= Excerpted records =
·····
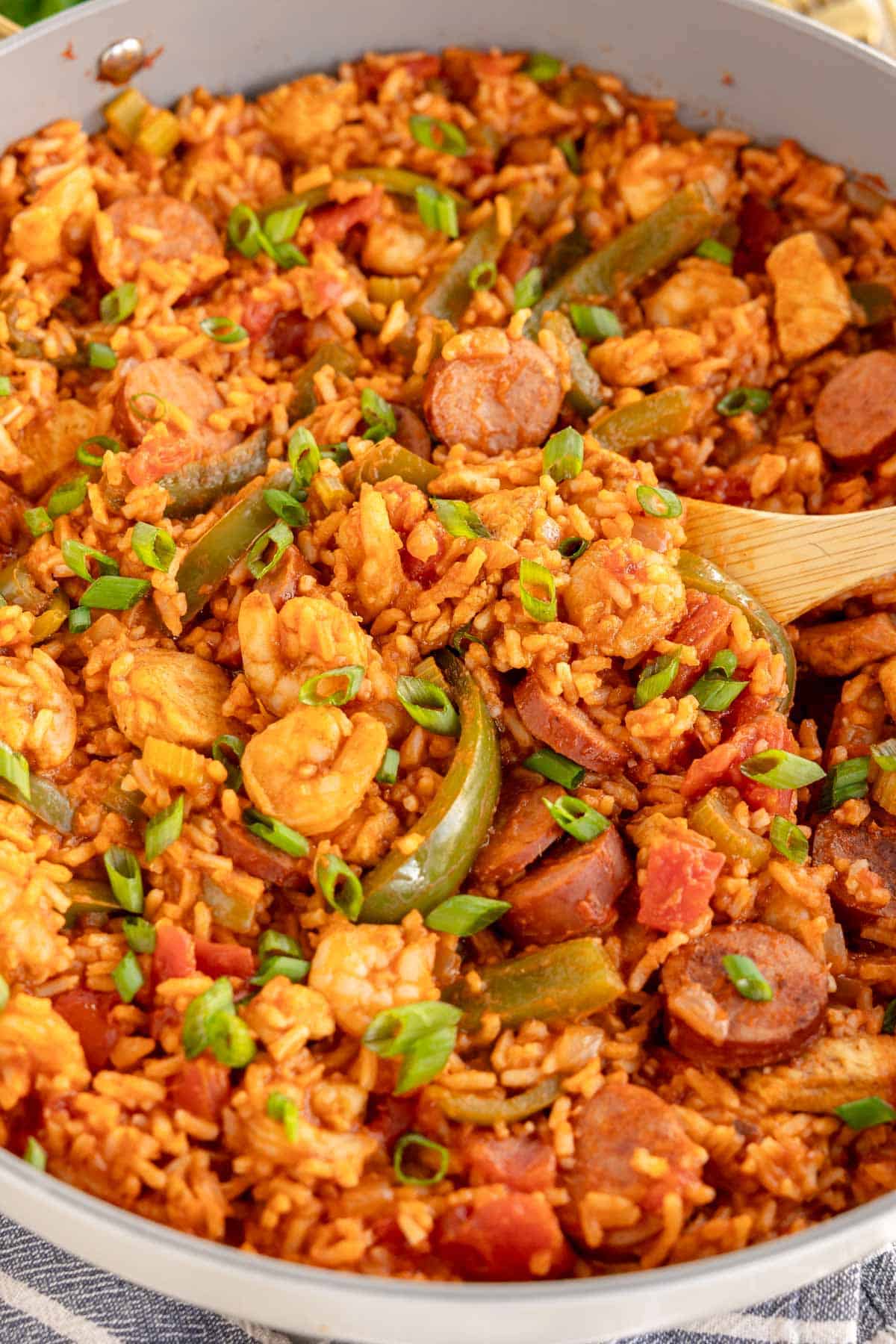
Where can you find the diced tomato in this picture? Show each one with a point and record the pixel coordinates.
(722, 765)
(526, 1164)
(509, 1238)
(679, 885)
(87, 1014)
(334, 222)
(202, 1088)
(225, 959)
(175, 954)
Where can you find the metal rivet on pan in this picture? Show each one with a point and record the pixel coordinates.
·····
= Description of the task =
Multiply every pixel coordinate in the answers by 2.35, round each result to a whole number with halves rounded up, and write out all lines of the data again, including the requests. Leave the pictures out.

= Result of the exercise =
Where can you find the diced tomato in this picture? Show each one with a point and record the pixel coordinates.
(1697, 1798)
(1236, 2735)
(1196, 2909)
(1596, 2080)
(204, 2383)
(785, 522)
(475, 2557)
(529, 2254)
(411, 2242)
Where can you find the metal rivet on pan in this picture? Show each one with a point and record the pixel coordinates.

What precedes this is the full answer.